Input records:

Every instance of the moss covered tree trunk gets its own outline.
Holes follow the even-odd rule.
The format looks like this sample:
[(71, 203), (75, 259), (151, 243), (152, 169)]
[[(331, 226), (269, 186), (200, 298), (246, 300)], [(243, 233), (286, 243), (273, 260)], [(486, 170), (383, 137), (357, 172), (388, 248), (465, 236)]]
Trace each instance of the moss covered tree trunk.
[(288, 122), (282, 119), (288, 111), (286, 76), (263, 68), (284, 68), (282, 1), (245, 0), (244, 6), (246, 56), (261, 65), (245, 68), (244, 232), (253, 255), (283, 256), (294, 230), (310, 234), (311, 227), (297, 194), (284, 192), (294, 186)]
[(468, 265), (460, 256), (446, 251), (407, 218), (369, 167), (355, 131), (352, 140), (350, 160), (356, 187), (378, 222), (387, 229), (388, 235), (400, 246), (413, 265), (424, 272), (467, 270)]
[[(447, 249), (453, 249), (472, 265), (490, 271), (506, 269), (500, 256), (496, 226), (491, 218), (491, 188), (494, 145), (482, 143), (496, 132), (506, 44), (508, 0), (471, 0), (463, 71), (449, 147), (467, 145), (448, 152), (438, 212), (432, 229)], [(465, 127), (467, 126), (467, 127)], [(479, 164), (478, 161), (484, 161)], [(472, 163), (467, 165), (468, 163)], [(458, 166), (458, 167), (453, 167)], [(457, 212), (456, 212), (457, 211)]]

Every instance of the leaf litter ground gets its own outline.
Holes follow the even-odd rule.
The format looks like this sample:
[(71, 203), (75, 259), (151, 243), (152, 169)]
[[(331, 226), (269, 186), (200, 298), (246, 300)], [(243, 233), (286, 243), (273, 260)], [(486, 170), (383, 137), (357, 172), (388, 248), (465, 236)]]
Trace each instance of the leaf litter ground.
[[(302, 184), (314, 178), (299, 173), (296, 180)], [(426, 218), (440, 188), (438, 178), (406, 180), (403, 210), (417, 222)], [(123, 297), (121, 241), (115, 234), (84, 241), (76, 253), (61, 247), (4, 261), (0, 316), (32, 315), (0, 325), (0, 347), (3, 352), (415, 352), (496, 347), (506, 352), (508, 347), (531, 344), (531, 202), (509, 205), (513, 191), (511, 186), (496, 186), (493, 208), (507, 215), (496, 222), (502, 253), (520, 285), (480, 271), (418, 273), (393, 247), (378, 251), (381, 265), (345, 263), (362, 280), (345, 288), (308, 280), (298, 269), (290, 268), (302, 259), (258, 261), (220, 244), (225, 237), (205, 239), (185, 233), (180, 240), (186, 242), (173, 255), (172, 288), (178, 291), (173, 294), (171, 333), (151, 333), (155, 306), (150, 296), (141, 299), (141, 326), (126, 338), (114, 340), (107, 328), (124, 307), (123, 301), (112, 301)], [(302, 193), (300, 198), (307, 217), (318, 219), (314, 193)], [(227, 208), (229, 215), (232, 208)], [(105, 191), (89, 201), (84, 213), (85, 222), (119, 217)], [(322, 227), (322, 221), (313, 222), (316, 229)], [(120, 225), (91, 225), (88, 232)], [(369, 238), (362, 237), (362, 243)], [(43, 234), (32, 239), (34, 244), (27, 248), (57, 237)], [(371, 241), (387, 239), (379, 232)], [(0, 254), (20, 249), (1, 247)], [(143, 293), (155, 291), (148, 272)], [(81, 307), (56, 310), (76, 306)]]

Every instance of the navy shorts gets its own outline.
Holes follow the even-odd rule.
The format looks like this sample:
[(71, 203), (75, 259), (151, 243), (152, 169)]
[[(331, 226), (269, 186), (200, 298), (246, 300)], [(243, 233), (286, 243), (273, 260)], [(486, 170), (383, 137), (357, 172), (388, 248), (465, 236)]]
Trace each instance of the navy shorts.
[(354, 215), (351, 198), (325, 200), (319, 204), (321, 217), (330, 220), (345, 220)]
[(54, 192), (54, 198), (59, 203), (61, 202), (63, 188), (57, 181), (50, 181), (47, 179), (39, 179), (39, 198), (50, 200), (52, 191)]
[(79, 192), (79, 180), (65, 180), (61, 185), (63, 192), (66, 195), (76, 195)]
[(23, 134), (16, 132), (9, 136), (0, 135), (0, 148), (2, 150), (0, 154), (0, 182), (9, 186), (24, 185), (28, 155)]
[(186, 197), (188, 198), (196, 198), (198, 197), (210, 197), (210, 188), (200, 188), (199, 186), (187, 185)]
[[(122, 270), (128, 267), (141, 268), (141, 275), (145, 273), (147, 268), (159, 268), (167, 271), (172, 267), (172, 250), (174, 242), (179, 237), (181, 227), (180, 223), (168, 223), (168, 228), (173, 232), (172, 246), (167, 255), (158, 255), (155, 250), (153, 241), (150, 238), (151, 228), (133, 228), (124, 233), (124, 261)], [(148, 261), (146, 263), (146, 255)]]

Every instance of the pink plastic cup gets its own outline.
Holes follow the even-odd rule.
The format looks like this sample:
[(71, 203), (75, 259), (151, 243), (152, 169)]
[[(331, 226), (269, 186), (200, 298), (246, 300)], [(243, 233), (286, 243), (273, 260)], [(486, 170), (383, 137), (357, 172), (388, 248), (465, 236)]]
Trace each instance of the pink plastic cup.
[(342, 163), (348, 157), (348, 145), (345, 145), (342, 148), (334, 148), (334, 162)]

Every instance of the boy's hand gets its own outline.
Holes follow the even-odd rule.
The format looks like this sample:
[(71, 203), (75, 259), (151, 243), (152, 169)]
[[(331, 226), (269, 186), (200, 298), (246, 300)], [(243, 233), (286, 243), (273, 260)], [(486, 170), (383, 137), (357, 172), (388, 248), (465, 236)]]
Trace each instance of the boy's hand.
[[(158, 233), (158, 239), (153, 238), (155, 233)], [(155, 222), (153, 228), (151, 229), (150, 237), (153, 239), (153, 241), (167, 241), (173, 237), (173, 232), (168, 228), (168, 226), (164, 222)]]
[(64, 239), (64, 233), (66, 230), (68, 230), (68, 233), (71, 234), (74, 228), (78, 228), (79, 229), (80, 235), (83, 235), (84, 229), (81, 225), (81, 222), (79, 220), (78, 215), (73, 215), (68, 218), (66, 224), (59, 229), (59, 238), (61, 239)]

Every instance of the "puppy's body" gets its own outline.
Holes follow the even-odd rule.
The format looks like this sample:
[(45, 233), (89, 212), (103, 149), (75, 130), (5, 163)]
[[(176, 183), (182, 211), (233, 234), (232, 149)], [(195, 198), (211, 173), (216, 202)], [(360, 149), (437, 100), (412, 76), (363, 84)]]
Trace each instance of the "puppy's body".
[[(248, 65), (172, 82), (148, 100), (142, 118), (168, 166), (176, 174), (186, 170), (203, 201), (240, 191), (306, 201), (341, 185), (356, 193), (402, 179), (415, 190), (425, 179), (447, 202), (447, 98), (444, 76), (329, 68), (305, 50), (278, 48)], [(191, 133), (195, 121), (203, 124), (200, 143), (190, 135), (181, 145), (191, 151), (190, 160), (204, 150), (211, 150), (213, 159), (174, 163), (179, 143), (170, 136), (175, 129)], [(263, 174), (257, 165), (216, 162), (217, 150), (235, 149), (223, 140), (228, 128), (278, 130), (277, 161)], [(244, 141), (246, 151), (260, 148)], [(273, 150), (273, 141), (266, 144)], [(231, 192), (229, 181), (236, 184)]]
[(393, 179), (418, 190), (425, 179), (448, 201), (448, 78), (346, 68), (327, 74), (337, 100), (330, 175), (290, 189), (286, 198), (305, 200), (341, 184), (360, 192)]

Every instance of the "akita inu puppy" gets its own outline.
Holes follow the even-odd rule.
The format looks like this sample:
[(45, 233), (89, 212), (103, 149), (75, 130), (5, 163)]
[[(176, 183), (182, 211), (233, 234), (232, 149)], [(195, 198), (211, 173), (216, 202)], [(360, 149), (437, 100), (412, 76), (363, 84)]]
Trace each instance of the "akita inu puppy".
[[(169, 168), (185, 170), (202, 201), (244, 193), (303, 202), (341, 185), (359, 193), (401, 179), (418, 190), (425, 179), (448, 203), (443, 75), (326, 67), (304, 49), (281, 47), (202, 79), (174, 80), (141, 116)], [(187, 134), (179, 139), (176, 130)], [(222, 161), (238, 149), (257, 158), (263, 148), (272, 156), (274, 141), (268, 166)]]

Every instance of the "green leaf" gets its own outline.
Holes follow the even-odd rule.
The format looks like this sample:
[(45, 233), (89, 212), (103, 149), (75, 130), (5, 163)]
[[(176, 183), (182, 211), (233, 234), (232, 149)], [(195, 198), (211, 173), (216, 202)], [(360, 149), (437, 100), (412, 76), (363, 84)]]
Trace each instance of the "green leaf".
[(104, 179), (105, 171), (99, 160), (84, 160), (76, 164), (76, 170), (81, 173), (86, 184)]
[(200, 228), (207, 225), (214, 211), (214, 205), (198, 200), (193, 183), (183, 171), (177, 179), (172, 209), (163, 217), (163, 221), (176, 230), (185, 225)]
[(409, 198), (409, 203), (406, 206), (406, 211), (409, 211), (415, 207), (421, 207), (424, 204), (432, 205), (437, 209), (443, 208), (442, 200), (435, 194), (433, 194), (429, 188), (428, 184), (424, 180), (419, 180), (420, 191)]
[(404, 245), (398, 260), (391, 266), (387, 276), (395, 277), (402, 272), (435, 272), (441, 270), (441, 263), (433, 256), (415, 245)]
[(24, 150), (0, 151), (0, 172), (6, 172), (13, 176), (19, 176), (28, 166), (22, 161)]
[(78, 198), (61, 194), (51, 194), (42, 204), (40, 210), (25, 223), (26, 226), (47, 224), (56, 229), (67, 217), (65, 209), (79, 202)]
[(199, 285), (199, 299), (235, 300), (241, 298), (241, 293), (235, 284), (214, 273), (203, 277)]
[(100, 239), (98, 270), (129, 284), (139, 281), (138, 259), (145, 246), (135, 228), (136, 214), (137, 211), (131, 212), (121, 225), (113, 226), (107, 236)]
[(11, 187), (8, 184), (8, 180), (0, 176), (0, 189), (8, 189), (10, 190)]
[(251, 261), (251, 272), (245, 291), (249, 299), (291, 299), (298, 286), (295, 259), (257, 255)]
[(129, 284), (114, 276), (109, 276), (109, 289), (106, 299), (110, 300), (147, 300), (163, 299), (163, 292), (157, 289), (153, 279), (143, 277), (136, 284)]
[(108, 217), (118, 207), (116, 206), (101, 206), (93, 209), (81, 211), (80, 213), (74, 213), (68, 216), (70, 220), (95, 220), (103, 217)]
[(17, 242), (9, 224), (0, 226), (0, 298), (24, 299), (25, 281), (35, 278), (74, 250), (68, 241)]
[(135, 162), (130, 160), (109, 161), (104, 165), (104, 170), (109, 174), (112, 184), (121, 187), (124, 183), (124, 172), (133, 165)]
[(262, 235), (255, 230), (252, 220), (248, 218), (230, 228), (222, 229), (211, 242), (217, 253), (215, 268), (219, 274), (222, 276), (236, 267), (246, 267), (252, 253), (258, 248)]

What the exercise asks:
Reproduce everything from the start of the entries down through the line containing "Trace each instance of the moss", word for word.

Completed exercise:
Every instance of the moss covered tree trunk gets its own outline.
Holes follow the even-odd rule.
The format looks like this sample:
[(71, 203), (75, 259), (151, 243), (152, 169)]
[[(331, 226), (269, 186), (200, 298), (246, 300)], [(243, 233), (286, 243), (273, 260)], [(486, 170), (383, 137), (357, 172), (388, 248), (465, 236)]]
Trace each instance of the moss covered tree trunk.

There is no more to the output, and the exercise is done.